DATASET: Begin

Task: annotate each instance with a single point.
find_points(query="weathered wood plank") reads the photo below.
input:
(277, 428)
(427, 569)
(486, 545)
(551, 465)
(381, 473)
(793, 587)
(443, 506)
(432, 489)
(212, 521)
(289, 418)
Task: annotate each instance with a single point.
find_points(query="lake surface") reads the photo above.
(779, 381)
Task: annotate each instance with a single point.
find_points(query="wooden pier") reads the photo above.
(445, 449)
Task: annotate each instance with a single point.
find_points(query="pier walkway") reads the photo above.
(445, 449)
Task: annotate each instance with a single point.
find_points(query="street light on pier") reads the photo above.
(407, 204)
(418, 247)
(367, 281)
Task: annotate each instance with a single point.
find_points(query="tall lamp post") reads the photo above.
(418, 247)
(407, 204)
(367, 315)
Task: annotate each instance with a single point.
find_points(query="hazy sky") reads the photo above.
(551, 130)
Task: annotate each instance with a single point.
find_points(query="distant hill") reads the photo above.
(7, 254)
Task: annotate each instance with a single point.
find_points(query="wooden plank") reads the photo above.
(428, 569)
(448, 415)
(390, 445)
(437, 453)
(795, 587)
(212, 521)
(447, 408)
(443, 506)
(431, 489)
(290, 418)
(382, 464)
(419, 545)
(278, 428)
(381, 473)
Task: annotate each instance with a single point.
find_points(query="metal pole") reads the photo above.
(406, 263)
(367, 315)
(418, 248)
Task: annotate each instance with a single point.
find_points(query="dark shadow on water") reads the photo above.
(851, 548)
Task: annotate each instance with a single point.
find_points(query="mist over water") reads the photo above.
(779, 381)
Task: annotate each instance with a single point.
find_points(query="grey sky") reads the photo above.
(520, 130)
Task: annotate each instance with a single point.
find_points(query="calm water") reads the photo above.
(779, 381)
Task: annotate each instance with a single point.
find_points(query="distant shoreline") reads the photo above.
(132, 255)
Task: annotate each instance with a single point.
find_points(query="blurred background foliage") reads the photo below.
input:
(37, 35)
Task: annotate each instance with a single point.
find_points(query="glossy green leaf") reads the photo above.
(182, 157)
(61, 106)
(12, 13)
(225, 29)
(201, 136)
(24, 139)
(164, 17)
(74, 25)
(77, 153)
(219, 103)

DATASET: End
DATASET: Begin

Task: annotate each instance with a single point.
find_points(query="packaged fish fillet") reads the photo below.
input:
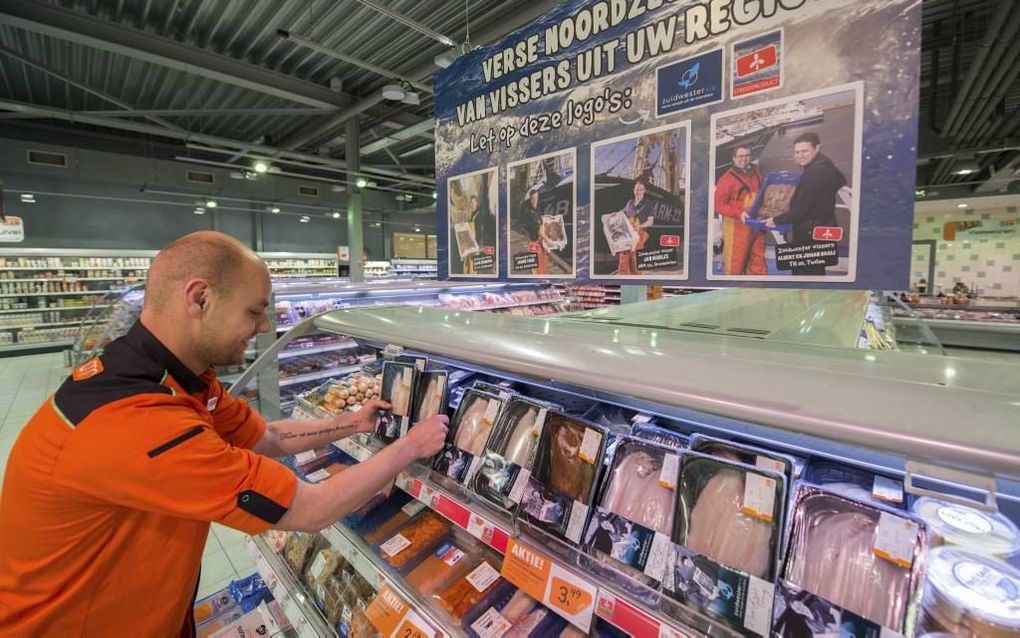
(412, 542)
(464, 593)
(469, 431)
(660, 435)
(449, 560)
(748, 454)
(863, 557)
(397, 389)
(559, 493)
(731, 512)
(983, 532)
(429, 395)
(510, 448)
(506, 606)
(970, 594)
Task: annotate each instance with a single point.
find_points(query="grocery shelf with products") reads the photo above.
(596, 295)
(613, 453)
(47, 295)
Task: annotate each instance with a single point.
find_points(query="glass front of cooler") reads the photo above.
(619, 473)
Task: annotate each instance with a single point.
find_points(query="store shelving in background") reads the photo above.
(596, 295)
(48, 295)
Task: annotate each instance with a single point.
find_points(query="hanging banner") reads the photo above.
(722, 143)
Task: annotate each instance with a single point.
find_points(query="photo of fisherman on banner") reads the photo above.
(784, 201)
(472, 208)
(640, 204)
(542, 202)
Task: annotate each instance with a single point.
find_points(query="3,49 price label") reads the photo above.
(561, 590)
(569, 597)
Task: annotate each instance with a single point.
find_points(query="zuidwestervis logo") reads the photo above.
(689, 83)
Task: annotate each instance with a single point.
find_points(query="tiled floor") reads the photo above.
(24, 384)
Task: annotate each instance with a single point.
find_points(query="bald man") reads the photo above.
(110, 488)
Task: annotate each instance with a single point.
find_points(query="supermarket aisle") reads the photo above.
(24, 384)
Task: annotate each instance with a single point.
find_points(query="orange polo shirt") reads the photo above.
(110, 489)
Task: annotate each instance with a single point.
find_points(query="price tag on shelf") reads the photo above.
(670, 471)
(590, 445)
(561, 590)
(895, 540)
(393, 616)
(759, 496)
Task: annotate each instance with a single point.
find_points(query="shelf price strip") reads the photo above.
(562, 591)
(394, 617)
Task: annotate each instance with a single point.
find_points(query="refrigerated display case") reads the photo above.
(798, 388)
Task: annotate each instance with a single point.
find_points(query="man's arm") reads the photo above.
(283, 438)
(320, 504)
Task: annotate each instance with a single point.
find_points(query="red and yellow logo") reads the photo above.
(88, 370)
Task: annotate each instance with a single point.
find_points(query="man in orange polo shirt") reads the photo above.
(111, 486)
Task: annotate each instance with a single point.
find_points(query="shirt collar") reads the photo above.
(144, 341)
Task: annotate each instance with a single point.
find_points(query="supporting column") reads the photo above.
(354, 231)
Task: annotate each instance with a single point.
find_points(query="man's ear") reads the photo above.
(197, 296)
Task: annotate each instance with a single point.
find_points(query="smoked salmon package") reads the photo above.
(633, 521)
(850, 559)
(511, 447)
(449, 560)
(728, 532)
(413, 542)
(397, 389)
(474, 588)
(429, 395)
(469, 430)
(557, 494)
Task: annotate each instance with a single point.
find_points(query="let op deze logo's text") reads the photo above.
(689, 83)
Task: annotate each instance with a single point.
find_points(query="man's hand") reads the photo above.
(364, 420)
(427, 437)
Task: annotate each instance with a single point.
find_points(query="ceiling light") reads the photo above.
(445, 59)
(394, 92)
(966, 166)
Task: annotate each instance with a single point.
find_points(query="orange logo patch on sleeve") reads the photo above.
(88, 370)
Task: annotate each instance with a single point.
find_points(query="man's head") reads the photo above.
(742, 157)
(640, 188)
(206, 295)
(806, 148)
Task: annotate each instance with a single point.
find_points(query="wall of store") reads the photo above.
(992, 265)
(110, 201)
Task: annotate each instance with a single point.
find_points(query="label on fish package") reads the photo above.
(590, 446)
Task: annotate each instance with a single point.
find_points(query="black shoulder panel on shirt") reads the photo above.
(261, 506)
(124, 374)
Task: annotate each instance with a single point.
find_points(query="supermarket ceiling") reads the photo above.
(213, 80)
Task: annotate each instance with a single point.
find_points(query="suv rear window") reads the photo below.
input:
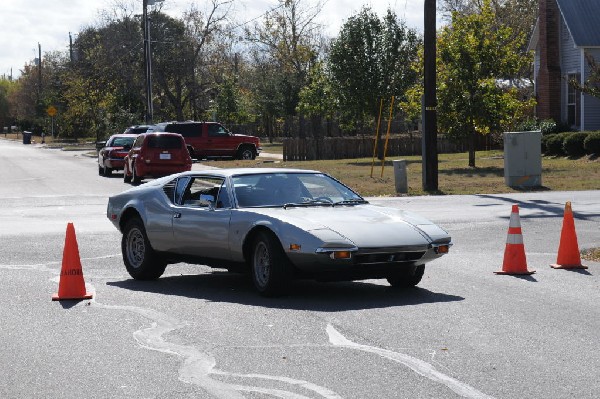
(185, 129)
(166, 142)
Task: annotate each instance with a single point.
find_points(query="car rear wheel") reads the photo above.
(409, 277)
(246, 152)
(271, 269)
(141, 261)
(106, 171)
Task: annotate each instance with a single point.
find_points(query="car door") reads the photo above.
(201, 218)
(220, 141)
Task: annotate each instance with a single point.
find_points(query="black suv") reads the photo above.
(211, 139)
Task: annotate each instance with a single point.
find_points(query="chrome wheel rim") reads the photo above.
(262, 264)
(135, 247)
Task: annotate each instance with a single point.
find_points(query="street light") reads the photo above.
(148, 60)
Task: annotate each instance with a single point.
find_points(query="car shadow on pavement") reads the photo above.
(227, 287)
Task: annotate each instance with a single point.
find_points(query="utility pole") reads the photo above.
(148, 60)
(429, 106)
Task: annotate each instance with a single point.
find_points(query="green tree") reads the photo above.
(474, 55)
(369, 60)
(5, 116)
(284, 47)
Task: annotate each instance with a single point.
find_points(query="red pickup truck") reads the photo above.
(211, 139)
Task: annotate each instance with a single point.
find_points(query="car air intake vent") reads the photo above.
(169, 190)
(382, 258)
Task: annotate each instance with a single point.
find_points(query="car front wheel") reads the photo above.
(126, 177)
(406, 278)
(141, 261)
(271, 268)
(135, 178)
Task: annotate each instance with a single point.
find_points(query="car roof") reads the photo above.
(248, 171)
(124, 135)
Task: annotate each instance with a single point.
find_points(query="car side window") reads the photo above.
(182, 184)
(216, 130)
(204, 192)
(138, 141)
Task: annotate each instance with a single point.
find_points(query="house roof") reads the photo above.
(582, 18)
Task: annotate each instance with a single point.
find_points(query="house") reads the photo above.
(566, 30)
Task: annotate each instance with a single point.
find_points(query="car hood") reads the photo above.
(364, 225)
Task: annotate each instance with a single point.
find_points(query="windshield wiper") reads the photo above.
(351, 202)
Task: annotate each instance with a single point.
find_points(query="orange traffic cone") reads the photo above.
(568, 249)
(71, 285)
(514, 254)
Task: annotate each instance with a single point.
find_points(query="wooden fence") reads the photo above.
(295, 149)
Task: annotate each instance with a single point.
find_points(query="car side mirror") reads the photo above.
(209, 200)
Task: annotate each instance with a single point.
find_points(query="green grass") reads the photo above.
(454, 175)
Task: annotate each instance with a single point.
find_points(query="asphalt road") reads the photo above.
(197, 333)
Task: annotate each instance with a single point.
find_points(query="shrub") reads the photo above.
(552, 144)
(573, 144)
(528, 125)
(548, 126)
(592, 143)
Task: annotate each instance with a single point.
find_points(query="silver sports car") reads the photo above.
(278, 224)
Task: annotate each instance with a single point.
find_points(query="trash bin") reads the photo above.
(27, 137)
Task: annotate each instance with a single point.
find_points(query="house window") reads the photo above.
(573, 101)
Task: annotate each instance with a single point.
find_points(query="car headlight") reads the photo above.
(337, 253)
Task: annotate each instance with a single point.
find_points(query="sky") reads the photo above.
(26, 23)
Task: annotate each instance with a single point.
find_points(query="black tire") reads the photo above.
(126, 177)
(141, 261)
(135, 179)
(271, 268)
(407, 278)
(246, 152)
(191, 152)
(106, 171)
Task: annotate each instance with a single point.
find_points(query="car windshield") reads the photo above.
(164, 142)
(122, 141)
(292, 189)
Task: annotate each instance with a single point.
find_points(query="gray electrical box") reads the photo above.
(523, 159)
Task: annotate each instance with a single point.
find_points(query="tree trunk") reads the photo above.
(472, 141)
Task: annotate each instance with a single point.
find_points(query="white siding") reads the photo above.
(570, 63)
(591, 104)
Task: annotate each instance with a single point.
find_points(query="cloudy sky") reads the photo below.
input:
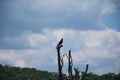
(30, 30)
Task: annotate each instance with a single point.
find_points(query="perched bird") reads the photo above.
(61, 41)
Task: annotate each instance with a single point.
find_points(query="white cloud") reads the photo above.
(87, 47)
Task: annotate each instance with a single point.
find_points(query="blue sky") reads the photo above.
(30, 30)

DATASET: End
DATASET: Begin

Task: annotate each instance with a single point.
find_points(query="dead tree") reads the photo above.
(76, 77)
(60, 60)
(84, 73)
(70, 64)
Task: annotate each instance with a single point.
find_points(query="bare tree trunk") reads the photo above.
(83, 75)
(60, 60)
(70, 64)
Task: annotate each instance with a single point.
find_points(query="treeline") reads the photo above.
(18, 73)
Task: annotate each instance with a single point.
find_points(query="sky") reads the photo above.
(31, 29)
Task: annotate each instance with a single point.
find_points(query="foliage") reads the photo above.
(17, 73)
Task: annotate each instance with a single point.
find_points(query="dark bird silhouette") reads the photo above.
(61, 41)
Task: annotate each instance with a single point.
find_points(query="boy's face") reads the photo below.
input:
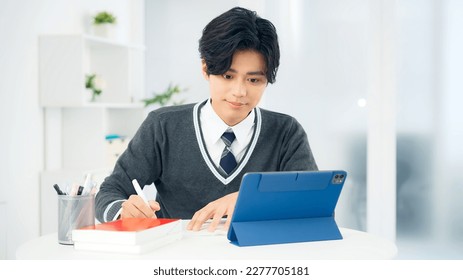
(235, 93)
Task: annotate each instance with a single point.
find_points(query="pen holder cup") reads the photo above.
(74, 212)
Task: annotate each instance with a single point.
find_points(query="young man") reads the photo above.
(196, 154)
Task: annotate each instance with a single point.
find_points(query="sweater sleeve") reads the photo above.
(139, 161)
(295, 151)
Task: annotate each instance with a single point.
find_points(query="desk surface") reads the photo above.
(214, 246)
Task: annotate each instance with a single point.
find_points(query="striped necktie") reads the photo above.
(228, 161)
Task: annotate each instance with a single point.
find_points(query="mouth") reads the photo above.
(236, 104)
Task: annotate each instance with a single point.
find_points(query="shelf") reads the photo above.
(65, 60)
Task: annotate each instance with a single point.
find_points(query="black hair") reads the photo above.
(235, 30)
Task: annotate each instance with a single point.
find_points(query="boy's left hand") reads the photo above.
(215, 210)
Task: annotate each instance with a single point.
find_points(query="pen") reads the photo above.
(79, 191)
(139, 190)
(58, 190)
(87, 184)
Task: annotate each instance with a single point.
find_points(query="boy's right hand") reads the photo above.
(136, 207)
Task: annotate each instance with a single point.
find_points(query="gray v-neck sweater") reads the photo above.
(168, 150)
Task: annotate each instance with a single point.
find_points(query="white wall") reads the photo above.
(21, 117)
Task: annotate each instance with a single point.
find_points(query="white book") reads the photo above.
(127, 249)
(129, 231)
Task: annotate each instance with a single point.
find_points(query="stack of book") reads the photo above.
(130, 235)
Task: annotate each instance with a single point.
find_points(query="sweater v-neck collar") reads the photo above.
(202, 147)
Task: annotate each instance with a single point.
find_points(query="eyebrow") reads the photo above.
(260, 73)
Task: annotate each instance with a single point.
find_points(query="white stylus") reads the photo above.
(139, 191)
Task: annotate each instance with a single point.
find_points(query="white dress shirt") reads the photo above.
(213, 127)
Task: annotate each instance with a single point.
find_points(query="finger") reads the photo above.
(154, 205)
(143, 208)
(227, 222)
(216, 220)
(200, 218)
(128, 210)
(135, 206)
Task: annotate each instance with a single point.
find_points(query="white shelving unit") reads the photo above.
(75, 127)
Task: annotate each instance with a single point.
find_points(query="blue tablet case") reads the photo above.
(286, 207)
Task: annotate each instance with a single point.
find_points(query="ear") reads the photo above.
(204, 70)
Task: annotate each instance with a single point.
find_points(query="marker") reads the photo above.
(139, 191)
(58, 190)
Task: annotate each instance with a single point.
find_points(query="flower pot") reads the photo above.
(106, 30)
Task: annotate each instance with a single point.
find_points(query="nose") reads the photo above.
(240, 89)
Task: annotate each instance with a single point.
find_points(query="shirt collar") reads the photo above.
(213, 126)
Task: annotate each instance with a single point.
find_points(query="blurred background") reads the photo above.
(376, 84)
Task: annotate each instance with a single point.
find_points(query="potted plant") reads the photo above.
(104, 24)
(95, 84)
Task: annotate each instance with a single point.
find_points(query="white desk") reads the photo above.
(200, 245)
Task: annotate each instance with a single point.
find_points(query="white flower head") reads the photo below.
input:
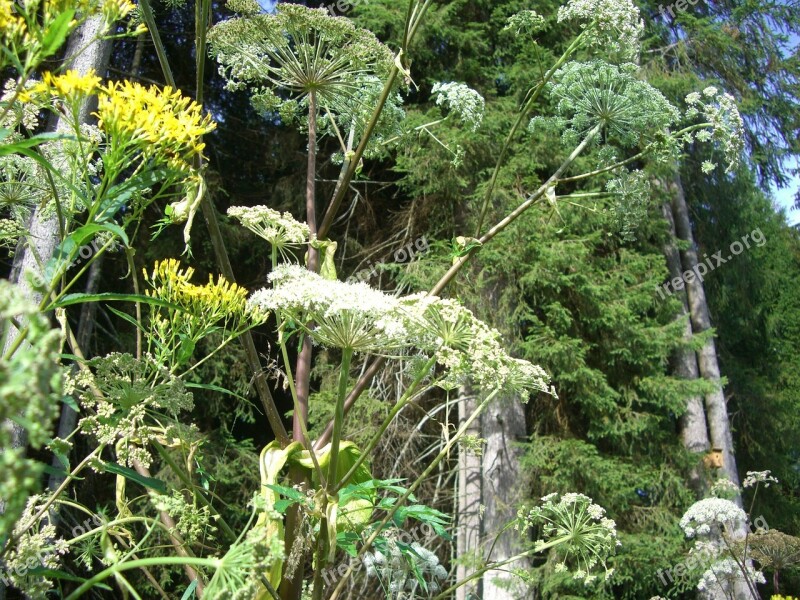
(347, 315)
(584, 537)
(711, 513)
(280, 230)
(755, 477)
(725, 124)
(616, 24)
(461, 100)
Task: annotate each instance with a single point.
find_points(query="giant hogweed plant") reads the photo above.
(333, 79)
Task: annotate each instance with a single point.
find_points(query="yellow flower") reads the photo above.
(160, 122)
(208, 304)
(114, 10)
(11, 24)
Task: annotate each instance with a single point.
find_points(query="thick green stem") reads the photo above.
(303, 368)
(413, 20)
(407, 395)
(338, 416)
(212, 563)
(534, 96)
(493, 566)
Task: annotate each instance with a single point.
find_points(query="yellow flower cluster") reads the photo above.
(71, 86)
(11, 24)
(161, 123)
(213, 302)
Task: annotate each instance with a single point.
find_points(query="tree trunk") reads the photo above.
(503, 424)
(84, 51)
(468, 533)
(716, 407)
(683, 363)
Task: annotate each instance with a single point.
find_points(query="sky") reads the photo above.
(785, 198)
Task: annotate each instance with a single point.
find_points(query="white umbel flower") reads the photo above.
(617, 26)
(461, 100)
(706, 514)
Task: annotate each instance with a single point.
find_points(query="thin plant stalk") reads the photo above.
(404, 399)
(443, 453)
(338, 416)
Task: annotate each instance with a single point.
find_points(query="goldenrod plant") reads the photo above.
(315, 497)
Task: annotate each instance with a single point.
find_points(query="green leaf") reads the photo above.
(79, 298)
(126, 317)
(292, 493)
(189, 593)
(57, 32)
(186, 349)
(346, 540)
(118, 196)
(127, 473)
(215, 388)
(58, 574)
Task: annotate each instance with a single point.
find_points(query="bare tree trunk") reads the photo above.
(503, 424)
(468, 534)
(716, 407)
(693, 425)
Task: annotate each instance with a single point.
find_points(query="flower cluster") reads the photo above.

DATASET: End

* ASSIGNMENT *
Look through the data and gather every line with the string "below" in it.

* ANSWER TO THIS PROBLEM *
find_points(query="weathered wood plank") reads the photo below.
find_points(query="blurred background foliage") reads the photo below.
find_points(query="packaged fish fillet") reads the photo below.
find_points(query="suv rear window") reads the photo below.
find_points(query="cloudy sky") reads the photo below.
find_points(query="boy's face") reads the photo below.
find_points(query="white flower head") reads the photo below.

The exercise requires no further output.